-------- Material to process

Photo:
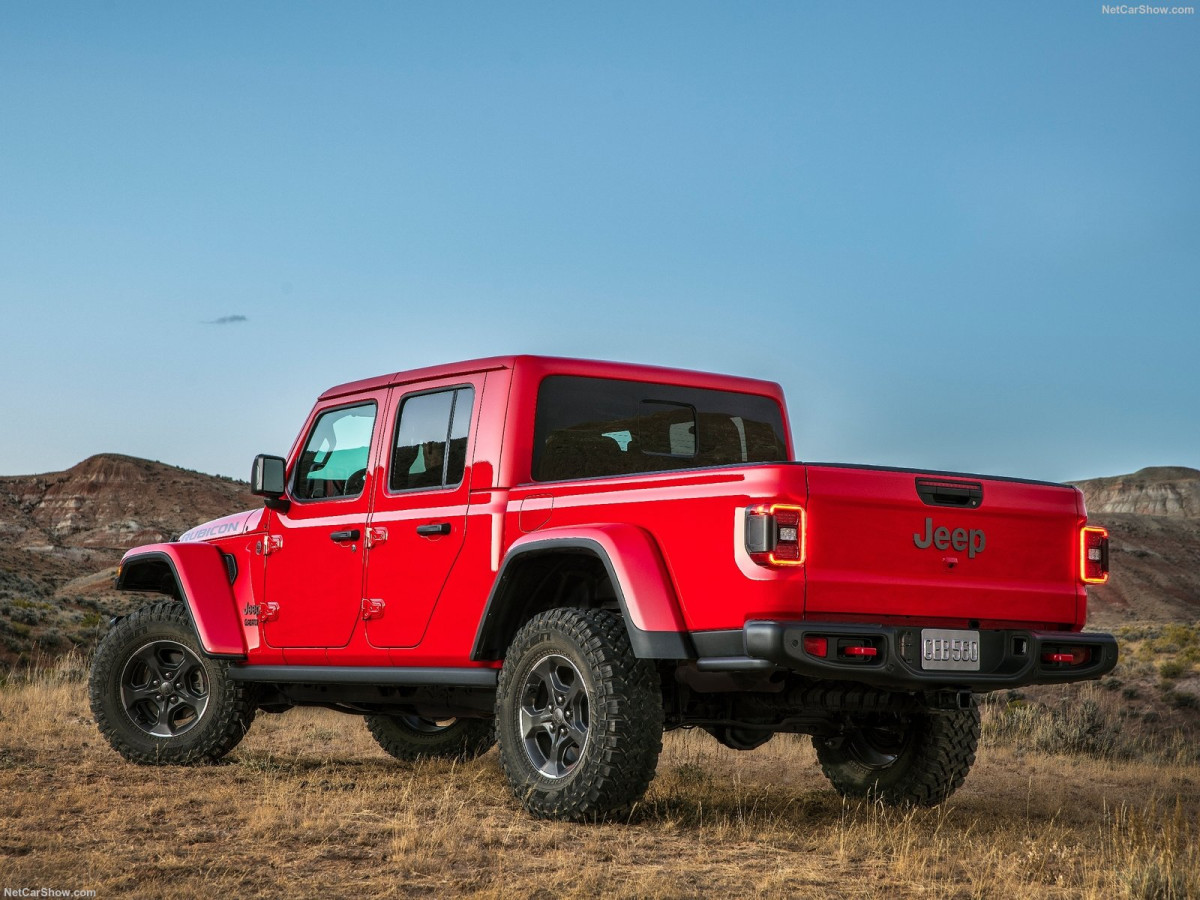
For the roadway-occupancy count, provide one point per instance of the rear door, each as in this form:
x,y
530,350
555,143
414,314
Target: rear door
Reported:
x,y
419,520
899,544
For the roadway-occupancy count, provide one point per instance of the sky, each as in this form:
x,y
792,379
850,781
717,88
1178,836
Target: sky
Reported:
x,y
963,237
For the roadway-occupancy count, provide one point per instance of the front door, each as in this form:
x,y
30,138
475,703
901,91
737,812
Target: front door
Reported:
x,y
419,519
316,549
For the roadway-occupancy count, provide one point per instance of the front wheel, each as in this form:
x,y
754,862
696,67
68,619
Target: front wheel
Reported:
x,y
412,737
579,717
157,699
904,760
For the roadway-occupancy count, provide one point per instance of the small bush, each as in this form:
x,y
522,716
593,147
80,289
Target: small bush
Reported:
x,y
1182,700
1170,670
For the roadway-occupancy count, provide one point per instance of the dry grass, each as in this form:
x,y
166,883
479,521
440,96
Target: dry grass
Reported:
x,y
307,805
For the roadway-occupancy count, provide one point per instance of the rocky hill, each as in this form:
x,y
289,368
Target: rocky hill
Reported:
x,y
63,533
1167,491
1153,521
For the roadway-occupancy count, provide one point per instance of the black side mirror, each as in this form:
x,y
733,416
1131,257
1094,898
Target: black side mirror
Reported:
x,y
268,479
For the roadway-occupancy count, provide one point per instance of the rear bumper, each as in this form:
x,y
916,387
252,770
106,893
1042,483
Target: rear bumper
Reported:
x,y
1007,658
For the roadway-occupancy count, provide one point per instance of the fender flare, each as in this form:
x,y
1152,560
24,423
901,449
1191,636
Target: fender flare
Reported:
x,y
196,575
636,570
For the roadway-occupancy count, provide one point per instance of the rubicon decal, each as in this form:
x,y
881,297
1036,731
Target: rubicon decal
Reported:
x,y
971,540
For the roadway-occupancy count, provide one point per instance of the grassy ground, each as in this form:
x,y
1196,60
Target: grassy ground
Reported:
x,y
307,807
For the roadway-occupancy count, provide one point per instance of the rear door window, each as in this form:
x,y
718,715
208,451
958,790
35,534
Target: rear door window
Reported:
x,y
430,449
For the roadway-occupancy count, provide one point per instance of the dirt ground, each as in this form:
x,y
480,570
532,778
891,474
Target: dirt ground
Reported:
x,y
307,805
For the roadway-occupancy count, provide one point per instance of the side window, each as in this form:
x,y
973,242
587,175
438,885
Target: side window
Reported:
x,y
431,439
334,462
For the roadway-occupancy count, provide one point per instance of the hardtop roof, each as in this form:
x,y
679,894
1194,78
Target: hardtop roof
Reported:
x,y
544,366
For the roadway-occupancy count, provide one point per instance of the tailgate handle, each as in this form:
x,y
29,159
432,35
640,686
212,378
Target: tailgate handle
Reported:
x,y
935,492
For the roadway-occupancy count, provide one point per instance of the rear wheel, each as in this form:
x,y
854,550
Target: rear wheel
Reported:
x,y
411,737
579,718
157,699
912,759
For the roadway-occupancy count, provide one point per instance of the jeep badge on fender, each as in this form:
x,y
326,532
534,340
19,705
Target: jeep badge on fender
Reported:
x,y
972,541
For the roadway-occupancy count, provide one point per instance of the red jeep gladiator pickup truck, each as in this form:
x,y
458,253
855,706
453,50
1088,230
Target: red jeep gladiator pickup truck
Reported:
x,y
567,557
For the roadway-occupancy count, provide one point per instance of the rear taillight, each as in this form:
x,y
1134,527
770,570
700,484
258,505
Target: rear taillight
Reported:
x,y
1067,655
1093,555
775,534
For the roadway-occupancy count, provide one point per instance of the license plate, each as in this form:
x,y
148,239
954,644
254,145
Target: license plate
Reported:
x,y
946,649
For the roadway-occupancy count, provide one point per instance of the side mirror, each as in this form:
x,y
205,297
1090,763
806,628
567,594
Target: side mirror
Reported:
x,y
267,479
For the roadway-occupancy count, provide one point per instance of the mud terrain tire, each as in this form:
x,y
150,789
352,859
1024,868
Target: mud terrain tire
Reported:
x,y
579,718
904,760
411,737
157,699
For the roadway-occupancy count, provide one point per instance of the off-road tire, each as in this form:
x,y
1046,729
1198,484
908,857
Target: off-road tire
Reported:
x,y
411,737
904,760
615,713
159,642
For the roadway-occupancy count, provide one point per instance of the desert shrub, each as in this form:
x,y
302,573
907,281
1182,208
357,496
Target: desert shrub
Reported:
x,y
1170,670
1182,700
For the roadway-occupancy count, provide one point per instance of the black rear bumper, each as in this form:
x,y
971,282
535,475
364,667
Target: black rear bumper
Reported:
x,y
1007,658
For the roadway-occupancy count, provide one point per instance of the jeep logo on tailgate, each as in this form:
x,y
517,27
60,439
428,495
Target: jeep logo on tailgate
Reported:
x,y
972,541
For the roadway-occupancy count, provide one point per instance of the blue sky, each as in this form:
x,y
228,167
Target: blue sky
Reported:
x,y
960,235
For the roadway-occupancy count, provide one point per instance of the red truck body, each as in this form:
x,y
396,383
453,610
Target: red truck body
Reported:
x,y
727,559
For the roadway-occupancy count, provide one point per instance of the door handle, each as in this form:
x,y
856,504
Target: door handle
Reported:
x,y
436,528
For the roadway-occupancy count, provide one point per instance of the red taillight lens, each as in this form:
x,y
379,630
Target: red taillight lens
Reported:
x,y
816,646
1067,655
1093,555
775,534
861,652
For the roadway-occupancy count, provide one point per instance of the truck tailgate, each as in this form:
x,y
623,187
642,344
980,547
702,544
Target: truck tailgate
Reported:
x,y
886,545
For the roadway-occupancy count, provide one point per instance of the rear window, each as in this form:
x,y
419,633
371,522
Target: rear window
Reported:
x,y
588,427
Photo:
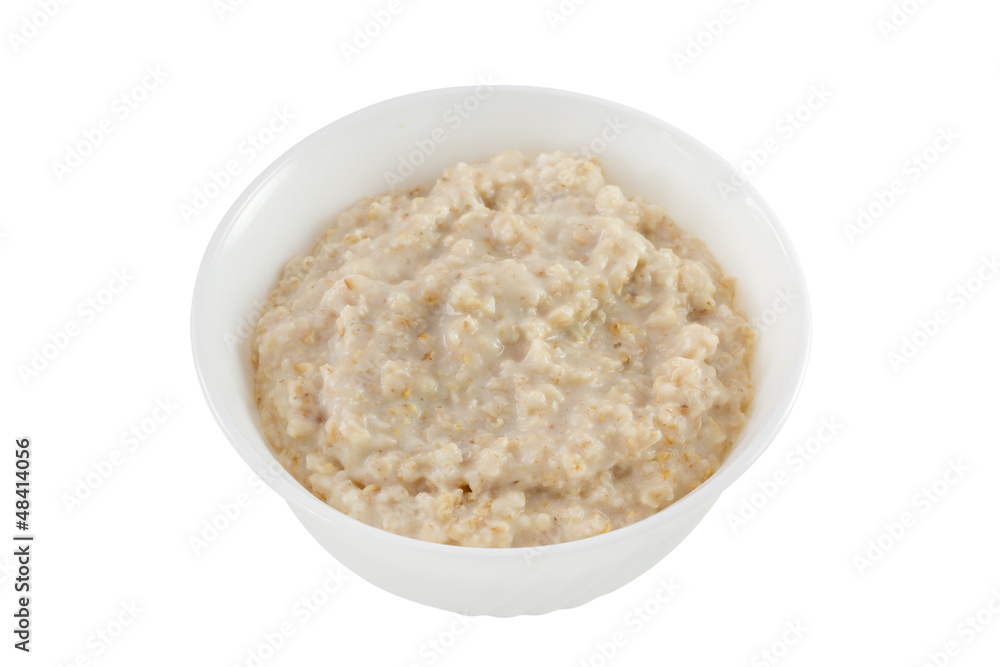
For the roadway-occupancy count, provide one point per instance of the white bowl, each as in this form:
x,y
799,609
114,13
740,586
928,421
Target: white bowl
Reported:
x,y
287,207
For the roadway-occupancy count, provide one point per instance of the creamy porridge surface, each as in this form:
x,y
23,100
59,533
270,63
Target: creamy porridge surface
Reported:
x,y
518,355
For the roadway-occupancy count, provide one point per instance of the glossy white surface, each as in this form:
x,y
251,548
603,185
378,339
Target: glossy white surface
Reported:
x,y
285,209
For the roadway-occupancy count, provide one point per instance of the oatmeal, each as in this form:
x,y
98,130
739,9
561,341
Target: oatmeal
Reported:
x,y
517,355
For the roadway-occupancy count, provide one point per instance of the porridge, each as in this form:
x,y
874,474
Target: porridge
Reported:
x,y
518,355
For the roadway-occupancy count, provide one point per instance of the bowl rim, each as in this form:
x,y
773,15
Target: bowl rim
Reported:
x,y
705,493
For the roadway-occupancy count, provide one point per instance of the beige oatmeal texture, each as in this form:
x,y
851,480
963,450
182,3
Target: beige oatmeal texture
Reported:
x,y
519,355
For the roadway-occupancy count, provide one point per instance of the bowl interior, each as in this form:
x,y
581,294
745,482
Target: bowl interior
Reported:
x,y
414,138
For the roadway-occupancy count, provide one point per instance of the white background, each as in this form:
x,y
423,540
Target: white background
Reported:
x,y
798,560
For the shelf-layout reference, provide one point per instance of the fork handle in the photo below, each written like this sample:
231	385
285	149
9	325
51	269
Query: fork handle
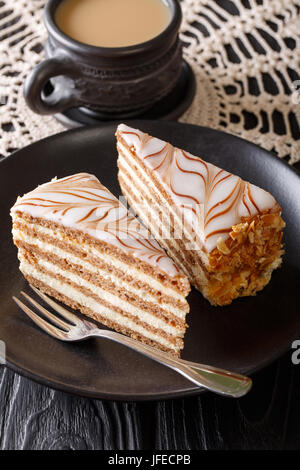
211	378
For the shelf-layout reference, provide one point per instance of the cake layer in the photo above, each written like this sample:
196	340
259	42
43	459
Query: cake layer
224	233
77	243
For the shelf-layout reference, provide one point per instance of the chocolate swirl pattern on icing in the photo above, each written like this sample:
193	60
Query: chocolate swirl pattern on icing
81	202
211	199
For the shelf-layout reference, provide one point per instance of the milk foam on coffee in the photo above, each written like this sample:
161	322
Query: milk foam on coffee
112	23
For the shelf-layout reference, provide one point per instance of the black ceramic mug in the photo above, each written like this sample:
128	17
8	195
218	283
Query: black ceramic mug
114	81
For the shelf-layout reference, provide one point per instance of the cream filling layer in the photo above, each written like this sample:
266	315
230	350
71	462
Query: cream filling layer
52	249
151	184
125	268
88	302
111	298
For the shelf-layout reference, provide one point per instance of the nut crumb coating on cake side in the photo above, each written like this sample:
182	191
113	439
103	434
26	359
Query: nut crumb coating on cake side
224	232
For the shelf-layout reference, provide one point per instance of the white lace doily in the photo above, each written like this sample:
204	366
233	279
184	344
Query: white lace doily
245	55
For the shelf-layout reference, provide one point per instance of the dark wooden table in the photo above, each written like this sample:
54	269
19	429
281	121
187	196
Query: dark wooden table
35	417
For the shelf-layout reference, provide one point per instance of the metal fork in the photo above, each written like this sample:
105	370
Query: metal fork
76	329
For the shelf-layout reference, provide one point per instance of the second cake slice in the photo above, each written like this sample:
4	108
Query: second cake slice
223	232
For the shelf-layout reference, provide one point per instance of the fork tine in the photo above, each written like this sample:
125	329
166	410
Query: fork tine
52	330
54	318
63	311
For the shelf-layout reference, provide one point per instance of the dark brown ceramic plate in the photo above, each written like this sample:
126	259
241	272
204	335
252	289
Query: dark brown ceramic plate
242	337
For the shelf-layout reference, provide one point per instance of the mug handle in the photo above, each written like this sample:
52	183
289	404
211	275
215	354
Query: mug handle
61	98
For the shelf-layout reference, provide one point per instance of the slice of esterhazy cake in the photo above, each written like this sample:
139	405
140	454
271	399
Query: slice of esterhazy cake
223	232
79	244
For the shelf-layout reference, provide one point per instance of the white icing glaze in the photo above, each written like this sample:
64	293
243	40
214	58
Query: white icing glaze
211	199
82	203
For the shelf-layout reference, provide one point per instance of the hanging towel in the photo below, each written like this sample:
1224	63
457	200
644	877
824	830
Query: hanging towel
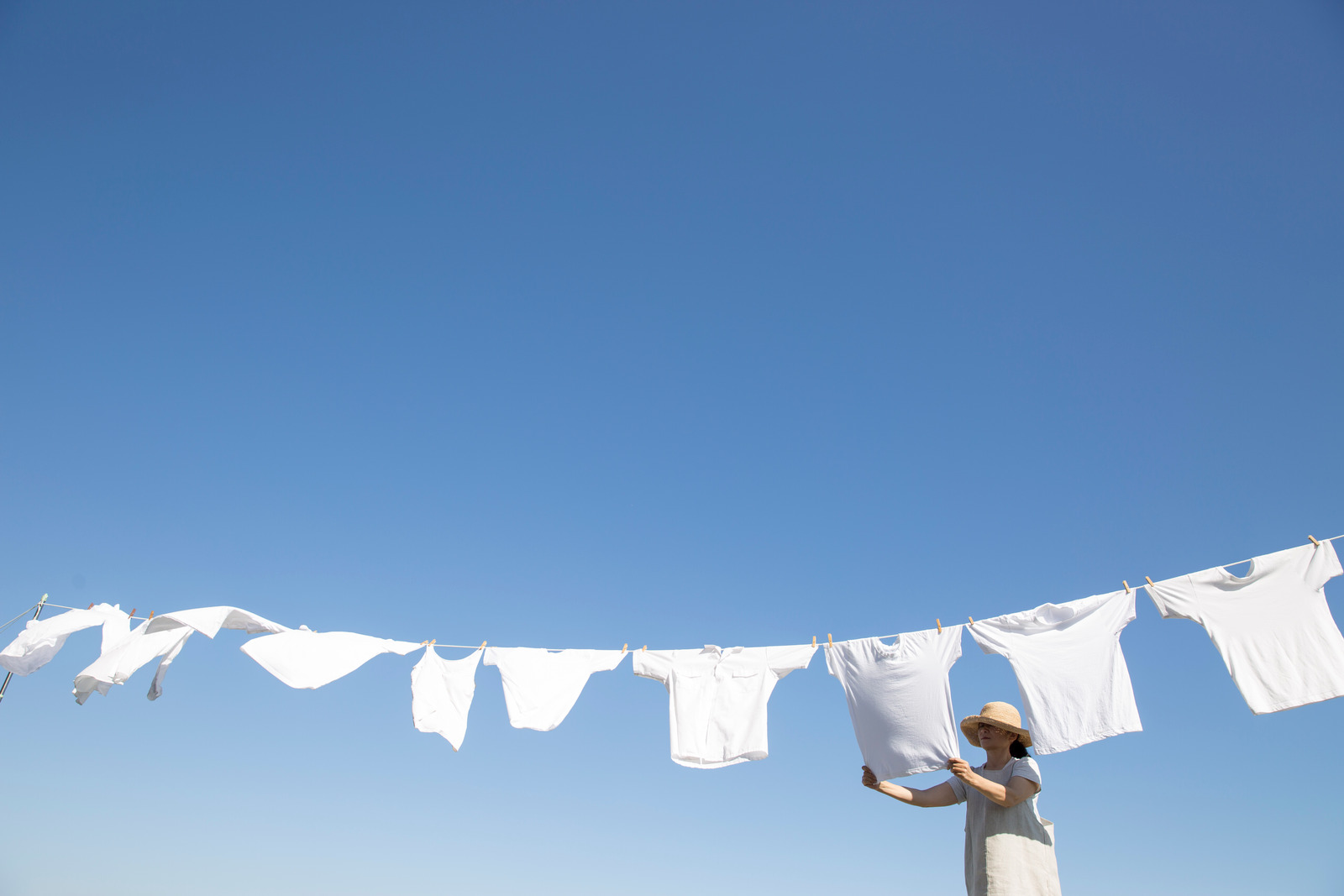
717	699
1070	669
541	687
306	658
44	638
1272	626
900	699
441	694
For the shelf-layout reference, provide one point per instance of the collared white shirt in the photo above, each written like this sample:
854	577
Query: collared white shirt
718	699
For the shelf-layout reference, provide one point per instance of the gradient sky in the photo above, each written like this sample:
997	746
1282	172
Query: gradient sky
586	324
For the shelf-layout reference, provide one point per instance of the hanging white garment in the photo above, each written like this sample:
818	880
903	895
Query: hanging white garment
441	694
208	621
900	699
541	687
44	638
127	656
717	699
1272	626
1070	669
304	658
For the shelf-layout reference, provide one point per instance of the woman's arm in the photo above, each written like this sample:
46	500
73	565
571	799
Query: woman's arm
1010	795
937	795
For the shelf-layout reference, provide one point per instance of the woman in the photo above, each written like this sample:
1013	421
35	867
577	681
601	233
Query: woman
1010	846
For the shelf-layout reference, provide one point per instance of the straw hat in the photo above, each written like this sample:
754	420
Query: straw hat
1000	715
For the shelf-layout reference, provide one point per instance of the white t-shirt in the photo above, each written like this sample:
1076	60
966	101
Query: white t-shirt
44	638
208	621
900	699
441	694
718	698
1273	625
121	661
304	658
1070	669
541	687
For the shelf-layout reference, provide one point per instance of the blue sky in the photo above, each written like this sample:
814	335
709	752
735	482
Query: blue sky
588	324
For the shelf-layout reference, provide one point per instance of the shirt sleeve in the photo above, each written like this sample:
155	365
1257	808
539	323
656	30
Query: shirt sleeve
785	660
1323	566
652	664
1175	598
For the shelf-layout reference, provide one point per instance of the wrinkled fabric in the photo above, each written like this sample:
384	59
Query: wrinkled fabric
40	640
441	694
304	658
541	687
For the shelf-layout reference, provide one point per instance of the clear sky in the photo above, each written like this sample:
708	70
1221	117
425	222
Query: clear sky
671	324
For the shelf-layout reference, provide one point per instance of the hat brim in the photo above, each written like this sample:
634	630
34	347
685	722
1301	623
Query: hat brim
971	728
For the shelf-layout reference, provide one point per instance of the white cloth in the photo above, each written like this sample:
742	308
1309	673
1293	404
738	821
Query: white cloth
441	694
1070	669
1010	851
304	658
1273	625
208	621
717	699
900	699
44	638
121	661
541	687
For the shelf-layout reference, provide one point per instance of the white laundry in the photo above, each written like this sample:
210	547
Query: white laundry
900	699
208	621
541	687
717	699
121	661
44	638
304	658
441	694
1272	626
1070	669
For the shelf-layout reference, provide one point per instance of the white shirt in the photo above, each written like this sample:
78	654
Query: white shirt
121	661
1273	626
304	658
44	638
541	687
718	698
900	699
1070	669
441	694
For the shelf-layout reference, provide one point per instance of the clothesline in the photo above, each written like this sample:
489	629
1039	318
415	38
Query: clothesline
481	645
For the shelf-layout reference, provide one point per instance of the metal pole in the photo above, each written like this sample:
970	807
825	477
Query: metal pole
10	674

----------------

What the task requires →
Reproduce without alteration every line of the material from the line containing "the white cloth" through the last line of the material, both ends included.

Task response →
For the shelf-layout reference, provide one point per instance of the white cloth in the photo above, each written like this sample:
742	308
1309	673
1293	404
738	821
Query: white cloth
441	694
1070	669
1010	851
304	658
1273	625
208	621
717	699
900	699
44	638
121	661
541	687
For the shelf-layout reference, provide one point per instance of the white laundry in the photo above, each written like this sample:
210	547
Query: white laundry
900	699
208	621
541	687
717	699
121	661
44	638
304	658
441	694
1272	626
1070	669
For the shelf-layout reference, provide one point per instance of the white shirt in the photo above, each written like this sample:
78	654
Query: white shirt
121	661
1273	626
304	658
44	638
541	687
718	698
900	699
1070	669
441	694
For the shelf-layout reference, provide one point per instance of the clothesline in the photo above, each written like this sample:
489	629
1039	318
415	38
Query: clothesline
481	645
For the shelf-layout reference, provide one point per instance of the metal pole in the photo above, each written like this sample:
970	807
825	477
Query: metal pole
10	674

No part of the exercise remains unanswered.